### EXERCISE AIM
Pull out each line of the material below that contains the string "every". Case counts, so skip lines where it appears only with different capitalization.

◆ ◆ ◆ ◆ ◆ ◆ ◆

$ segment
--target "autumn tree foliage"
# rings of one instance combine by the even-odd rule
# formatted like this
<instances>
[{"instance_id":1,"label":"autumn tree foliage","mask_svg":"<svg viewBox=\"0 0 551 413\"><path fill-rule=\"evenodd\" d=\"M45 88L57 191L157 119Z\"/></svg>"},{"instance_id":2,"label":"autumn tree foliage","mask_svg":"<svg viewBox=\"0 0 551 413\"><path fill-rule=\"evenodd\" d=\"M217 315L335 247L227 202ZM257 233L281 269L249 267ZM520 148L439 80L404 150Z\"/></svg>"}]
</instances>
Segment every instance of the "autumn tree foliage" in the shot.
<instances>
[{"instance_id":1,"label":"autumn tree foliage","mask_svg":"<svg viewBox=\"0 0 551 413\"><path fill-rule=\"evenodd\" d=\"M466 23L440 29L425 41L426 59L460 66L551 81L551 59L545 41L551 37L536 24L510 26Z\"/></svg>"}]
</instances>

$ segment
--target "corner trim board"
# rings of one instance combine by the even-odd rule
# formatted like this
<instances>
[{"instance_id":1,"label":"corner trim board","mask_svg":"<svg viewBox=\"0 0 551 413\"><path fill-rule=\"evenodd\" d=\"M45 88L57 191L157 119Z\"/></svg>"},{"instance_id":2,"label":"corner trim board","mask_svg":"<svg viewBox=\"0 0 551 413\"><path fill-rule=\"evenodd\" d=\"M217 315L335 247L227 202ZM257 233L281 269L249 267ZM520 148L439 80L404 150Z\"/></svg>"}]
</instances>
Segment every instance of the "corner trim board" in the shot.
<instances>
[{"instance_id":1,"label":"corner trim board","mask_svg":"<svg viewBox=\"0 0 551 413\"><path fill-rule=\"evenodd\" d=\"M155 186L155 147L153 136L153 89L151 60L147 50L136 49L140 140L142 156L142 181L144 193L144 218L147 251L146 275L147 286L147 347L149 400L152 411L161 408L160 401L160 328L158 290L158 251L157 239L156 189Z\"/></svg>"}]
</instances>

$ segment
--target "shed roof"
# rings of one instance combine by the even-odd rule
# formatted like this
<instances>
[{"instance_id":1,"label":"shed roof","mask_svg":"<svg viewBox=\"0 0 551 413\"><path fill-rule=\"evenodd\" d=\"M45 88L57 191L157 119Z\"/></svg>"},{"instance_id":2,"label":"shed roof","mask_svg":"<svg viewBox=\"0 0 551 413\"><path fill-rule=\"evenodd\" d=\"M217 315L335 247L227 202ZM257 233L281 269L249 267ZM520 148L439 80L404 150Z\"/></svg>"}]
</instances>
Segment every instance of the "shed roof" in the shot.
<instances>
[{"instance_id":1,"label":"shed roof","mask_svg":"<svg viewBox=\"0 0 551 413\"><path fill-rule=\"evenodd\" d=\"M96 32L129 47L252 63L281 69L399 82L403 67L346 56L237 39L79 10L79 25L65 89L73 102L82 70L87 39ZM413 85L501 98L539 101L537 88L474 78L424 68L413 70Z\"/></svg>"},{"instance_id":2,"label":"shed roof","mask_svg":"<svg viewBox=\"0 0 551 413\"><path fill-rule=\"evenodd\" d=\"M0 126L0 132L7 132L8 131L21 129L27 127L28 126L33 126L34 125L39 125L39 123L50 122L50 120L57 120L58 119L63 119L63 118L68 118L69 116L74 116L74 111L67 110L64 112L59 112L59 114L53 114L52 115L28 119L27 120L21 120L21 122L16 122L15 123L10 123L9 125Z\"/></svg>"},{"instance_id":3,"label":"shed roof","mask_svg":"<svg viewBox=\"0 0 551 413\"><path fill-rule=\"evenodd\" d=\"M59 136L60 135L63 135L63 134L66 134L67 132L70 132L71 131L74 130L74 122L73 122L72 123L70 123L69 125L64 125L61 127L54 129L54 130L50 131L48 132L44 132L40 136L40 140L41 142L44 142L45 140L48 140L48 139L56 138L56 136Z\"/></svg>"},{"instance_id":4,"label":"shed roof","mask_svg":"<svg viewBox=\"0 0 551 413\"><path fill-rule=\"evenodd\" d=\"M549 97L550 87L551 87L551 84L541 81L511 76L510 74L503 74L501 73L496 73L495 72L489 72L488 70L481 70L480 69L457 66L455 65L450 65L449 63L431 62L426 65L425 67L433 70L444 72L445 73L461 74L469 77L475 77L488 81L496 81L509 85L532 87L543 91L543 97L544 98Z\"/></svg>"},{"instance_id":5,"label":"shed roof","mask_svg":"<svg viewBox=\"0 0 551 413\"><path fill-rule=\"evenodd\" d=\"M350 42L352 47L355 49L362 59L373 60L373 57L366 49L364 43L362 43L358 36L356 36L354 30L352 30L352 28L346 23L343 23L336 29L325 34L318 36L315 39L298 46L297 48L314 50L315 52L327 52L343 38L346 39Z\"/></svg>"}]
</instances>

◆ ◆ ◆ ◆ ◆ ◆ ◆

### FULL OUTPUT
Segment every instance of the "autumn tree foliage" in the shot.
Segment every instance of the "corner trim board" in the shot.
Segment every instance of the "shed roof" in the shot.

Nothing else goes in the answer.